#### Written exercise
Give back only the lines from the one with "Mark the blue" through the last line of the data, exactly as they appear.

-- Begin --

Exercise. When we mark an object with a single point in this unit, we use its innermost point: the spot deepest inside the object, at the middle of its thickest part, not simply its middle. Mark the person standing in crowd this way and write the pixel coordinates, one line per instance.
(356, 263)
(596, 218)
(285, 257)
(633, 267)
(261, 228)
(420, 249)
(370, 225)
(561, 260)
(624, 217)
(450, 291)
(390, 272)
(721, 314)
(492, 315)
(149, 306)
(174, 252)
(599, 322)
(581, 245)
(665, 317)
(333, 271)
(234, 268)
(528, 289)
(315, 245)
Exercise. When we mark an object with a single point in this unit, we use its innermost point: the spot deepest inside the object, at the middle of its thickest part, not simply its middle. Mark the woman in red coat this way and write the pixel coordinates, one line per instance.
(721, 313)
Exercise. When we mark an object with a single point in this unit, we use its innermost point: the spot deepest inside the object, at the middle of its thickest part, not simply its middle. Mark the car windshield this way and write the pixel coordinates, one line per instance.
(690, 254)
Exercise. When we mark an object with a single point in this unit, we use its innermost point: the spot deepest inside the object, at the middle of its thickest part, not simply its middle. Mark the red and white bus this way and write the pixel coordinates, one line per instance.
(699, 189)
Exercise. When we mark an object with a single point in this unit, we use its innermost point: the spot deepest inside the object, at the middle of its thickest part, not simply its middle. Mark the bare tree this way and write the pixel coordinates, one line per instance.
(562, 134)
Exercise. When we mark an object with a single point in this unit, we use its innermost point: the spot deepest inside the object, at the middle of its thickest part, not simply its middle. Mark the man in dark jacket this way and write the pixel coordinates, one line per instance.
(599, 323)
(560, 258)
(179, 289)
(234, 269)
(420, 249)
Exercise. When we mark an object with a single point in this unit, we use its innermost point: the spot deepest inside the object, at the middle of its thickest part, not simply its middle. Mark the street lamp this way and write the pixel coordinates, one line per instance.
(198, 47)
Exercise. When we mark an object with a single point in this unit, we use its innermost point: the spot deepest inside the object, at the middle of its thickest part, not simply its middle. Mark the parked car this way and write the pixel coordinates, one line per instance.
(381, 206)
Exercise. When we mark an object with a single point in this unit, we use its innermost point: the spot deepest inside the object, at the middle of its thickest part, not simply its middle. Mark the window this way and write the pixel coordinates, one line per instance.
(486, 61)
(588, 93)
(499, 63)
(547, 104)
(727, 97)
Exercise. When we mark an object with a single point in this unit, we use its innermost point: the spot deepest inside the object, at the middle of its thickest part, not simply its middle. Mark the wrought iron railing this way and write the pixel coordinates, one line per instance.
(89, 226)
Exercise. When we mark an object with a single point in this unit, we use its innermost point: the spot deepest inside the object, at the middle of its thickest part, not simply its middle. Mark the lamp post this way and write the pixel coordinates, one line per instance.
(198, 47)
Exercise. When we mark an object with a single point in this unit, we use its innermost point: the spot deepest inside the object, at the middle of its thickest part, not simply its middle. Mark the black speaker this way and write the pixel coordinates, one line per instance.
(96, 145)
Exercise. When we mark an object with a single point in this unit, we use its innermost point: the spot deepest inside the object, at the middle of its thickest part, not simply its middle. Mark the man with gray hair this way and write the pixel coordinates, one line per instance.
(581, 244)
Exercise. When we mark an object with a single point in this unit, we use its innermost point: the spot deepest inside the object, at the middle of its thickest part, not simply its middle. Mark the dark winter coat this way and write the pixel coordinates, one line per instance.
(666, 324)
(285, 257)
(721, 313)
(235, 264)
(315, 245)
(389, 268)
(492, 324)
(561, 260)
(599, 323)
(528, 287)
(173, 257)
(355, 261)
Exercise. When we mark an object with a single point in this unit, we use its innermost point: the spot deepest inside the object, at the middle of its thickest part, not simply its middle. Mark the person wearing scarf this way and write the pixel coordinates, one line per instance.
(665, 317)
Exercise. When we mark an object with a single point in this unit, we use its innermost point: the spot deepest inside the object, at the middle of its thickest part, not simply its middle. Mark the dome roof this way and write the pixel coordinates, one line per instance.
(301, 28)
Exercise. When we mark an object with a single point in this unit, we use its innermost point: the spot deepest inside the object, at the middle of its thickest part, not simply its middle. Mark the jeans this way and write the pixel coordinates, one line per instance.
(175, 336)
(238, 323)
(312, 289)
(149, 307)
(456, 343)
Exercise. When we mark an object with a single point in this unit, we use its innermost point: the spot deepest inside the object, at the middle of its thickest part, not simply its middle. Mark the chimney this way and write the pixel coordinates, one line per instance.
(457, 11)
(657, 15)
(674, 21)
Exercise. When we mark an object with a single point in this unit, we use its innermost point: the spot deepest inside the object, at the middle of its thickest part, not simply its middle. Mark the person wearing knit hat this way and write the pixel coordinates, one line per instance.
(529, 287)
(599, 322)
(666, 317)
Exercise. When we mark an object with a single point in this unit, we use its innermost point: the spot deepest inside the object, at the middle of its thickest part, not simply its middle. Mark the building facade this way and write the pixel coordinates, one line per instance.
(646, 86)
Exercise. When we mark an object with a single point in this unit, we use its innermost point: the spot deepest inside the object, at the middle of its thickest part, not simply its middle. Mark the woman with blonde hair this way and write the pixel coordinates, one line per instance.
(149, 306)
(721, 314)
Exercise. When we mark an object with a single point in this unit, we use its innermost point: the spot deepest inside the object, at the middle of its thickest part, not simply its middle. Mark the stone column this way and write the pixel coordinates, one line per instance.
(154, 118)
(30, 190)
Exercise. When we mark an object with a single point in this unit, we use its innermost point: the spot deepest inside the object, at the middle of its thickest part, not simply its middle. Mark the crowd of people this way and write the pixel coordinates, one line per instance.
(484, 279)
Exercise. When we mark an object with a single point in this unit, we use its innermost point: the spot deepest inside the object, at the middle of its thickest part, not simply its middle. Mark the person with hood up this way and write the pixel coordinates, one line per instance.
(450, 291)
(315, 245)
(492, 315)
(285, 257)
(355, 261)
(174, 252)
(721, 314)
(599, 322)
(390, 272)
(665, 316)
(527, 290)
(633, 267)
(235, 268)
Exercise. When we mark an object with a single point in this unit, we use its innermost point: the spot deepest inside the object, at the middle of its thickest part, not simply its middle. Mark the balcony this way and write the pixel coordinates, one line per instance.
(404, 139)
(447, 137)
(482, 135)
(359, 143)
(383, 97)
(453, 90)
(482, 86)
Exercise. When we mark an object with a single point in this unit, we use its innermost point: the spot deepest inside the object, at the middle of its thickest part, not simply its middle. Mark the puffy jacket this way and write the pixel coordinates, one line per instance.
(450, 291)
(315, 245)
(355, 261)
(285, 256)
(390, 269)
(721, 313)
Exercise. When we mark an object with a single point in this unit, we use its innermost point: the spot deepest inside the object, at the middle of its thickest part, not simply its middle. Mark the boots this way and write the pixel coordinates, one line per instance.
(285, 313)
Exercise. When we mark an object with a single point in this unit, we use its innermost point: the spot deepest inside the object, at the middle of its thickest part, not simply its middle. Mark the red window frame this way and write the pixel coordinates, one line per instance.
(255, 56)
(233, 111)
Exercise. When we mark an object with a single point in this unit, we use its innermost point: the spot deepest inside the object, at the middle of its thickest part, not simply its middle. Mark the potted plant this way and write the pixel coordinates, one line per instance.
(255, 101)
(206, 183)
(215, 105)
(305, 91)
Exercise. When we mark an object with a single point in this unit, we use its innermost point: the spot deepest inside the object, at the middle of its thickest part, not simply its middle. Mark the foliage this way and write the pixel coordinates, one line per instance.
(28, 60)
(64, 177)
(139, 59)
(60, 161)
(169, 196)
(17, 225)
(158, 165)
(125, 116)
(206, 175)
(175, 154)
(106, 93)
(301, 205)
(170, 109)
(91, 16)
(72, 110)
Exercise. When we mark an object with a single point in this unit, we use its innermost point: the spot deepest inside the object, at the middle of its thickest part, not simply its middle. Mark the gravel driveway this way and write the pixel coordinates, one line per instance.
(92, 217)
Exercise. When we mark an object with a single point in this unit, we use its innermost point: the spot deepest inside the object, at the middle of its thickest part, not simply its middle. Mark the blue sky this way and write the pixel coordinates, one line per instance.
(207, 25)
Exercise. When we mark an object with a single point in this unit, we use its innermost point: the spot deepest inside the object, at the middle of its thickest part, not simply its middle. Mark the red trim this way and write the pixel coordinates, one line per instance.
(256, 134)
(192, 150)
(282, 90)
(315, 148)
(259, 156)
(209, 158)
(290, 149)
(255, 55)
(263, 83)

-- End --

#### Response
Exercise. When we mark an object with a single point in this unit, we use its innermost point: the spot deepest inside the object, at the middle of its thickest part, not simply its middle. Mark the blue sky this way and write the pixel coordinates, one line per instance.
(207, 25)
Exercise. When we mark an object with a single point in this unit, we use its innermost point: the spot deepest inside the object, at the middle of its thickest part, not simply its middle. Mark the red trim this way and write the pixel coordinates, one line per instance.
(256, 134)
(192, 150)
(282, 90)
(315, 148)
(259, 156)
(209, 158)
(290, 149)
(255, 55)
(263, 83)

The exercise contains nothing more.